> WHAT IS REQUIRED:
Output the full material exactly as it appears here.
— start of GIVEN DATA —
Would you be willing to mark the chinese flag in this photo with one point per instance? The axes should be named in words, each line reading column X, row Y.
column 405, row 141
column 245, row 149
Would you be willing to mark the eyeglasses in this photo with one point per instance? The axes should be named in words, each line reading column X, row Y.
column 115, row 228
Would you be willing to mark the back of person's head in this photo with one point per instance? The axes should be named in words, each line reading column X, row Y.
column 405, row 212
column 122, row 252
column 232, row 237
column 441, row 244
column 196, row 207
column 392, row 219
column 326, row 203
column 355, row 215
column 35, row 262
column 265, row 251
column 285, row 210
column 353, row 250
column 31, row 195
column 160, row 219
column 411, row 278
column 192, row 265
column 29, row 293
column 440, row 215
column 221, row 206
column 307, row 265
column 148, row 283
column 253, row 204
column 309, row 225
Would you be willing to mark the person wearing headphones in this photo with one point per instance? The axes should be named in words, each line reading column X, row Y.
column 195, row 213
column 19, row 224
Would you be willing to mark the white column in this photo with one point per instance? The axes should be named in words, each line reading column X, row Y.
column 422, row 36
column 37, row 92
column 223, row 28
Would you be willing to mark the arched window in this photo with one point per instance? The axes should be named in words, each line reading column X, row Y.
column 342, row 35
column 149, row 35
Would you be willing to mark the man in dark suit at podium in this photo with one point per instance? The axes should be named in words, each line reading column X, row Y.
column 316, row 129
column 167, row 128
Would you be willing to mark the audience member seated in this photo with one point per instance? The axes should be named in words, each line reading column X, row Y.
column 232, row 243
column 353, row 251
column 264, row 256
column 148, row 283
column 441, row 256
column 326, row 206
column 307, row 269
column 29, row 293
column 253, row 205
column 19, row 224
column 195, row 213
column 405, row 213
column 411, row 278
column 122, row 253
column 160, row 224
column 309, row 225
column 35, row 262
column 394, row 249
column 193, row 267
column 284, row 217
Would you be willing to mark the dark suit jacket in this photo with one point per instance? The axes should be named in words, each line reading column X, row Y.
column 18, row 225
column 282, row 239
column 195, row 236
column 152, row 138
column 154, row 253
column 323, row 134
— end of GIVEN DATA —
> TASK SOLUTION:
Would you be willing to mark the chinese flag in this photo with one point per instance? The axes should be named in words, each line reading column X, row Y.
column 405, row 141
column 245, row 149
Would you be willing to mark the eyeglasses in this photo with one point per instance? The axes should be named in words, each line reading column X, row Y.
column 115, row 228
Would you be willing to mark the back of person's head in this photo with one point per instance? The axes should be named in words, each line reading column X, row Y.
column 405, row 212
column 122, row 252
column 232, row 237
column 441, row 244
column 196, row 207
column 392, row 219
column 326, row 203
column 355, row 215
column 35, row 262
column 265, row 251
column 285, row 210
column 353, row 250
column 31, row 195
column 160, row 219
column 411, row 278
column 192, row 265
column 29, row 293
column 440, row 215
column 221, row 206
column 307, row 265
column 148, row 283
column 253, row 204
column 309, row 225
Would you be willing to mark the person wearing headphones in this photo with one point per instance? The axes should be named in words, each line reading column X, row Y.
column 195, row 213
column 19, row 224
Would you be willing to mark the white column in this photo with one point per instance? The axes should be named in words, each line reading column X, row Y.
column 422, row 36
column 37, row 92
column 223, row 28
Would you be willing to mark the arched window in this photo with one point per instance? The axes should be named in words, each line reading column X, row Y.
column 342, row 35
column 149, row 35
Would you be willing to mark the man in dark suit at podium in this photo with one point per instance? The axes should be named in words, each line reading column X, row Y.
column 316, row 129
column 167, row 128
Would you be willing to mark the audience member seated in this photo with one point per instance? The axes should be named in words, each line reading column X, row Y.
column 232, row 243
column 353, row 251
column 264, row 256
column 148, row 283
column 441, row 256
column 326, row 206
column 307, row 269
column 29, row 293
column 253, row 205
column 19, row 224
column 195, row 213
column 405, row 213
column 411, row 278
column 122, row 253
column 160, row 224
column 309, row 225
column 35, row 262
column 394, row 249
column 193, row 267
column 284, row 217
Would you be willing to mark the dark suit jacket in this photo with one point per instance? The axes should be named in words, each line reading column X, row Y.
column 18, row 225
column 282, row 239
column 195, row 236
column 152, row 138
column 154, row 253
column 323, row 134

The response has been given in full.